──────── The records
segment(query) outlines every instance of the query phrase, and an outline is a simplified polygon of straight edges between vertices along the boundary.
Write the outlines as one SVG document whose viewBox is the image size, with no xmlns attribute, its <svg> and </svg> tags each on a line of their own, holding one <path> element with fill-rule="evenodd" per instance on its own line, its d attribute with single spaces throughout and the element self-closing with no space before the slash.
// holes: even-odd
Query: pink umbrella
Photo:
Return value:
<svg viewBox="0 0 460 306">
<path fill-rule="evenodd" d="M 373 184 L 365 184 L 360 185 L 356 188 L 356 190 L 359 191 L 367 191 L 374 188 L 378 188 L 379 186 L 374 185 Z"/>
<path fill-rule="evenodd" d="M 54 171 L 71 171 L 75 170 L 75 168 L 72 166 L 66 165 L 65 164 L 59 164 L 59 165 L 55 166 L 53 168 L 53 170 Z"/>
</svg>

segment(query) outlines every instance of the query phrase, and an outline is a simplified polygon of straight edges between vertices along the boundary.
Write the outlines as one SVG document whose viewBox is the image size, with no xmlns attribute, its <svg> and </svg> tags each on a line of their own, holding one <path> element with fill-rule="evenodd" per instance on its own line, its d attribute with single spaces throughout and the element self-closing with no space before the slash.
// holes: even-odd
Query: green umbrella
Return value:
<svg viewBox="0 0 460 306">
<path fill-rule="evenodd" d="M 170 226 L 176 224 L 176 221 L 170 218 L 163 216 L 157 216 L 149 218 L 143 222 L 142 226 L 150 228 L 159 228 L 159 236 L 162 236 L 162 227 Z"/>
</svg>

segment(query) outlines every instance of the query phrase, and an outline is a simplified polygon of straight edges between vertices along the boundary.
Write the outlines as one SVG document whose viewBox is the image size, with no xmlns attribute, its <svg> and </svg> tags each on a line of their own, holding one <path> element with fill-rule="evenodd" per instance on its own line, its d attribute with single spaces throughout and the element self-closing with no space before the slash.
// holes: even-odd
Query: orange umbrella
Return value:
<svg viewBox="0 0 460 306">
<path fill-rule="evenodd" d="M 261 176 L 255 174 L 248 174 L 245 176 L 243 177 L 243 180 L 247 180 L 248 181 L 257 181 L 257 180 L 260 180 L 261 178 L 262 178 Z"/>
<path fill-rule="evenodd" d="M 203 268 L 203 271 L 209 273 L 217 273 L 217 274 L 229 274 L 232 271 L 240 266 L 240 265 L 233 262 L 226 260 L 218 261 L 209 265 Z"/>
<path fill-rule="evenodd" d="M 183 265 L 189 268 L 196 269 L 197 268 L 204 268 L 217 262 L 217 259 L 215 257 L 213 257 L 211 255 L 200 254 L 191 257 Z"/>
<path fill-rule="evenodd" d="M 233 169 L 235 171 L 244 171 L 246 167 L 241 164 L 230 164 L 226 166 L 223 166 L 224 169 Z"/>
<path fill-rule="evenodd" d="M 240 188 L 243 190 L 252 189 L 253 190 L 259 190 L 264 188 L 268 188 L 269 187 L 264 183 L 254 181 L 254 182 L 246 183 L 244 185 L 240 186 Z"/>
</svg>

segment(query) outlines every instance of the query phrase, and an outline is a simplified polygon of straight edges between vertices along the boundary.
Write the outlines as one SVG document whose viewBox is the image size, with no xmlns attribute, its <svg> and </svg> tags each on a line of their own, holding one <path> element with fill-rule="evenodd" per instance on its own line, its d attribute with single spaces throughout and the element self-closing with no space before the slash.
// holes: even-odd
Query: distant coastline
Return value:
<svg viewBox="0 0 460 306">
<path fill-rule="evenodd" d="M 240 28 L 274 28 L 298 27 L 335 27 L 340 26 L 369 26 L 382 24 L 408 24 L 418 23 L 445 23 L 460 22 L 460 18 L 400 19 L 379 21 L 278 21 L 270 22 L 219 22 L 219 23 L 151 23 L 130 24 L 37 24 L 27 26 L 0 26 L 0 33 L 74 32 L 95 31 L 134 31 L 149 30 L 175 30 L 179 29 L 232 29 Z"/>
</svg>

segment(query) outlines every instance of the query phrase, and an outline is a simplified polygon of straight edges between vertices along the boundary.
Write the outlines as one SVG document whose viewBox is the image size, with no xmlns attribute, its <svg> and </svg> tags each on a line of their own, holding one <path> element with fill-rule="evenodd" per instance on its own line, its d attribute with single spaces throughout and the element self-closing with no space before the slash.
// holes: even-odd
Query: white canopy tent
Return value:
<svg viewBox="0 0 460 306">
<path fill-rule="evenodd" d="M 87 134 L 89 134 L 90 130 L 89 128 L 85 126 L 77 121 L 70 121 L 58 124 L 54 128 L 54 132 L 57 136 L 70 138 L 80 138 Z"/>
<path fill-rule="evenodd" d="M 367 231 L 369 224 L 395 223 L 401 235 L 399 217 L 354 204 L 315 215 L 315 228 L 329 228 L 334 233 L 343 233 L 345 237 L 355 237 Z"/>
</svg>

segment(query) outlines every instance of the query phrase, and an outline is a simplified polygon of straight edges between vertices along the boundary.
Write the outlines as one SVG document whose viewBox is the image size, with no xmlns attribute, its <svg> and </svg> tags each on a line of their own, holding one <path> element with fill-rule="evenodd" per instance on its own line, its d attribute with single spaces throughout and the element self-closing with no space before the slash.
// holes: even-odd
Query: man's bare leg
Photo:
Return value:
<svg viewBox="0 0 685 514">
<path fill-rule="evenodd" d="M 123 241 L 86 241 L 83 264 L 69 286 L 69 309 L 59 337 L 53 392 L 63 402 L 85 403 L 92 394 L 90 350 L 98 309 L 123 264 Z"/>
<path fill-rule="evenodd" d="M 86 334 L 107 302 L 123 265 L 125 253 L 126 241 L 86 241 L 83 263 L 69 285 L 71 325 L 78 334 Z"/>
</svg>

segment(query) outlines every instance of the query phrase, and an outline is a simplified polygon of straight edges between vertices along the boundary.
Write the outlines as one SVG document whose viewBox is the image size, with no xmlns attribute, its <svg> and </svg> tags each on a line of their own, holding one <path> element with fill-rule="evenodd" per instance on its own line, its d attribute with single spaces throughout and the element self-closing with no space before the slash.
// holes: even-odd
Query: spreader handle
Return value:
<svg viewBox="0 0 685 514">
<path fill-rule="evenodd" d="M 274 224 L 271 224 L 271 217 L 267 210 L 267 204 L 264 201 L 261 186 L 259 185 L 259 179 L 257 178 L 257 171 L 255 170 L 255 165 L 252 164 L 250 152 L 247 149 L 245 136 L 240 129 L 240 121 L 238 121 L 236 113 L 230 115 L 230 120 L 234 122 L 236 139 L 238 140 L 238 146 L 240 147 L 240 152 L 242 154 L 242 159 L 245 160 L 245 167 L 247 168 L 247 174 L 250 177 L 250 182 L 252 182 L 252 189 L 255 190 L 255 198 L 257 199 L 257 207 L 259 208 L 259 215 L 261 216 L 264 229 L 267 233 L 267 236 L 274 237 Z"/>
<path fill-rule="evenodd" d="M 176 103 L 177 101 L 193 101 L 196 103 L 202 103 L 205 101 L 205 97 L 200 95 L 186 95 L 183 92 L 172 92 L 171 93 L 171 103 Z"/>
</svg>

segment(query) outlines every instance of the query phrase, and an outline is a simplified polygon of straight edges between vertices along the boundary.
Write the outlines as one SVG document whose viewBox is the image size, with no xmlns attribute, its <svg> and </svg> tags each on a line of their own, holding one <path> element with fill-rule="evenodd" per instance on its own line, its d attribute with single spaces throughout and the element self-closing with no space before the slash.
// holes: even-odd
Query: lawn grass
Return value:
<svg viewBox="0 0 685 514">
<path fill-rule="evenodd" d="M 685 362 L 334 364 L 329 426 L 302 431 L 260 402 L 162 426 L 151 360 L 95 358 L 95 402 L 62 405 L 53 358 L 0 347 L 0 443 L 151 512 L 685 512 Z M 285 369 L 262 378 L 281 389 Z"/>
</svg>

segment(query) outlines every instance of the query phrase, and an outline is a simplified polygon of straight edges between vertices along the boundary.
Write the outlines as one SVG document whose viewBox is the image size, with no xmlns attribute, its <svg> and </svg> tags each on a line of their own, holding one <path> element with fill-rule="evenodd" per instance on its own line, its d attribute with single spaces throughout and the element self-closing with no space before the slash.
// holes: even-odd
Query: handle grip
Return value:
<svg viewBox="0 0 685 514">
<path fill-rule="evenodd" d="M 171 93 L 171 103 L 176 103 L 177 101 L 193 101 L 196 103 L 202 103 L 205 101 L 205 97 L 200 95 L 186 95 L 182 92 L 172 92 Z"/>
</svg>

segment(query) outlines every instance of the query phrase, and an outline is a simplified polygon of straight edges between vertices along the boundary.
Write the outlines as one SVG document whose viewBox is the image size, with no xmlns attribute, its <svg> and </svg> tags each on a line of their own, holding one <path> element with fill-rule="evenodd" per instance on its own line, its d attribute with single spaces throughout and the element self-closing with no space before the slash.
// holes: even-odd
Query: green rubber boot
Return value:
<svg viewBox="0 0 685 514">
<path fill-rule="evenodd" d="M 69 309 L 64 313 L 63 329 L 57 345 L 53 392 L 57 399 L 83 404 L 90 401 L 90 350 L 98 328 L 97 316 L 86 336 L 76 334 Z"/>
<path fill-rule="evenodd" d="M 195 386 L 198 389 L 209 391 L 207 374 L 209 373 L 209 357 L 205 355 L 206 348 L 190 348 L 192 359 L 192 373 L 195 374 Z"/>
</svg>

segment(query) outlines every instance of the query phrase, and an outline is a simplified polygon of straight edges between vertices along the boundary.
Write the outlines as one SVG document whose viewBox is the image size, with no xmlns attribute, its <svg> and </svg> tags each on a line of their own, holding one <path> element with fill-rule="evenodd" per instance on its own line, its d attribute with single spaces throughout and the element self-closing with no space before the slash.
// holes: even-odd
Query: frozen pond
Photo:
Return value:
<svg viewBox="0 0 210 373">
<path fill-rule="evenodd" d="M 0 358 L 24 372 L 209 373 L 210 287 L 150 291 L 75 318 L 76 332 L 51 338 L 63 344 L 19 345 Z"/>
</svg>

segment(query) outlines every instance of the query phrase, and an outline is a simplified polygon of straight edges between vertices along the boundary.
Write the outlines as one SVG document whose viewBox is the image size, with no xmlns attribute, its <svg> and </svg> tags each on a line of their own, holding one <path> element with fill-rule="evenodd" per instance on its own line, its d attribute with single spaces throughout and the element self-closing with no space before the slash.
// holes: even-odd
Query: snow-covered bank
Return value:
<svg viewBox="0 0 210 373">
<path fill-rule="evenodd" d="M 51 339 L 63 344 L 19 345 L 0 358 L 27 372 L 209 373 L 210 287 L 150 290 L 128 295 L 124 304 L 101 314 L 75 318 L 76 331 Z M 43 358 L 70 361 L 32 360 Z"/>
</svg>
────────────────
◆ **Directions**:
Pick out every line of the listing above that contains the string "handle" and copy each one.

◆ **Answer to this problem**:
Query: spreader handle
Query: handle grip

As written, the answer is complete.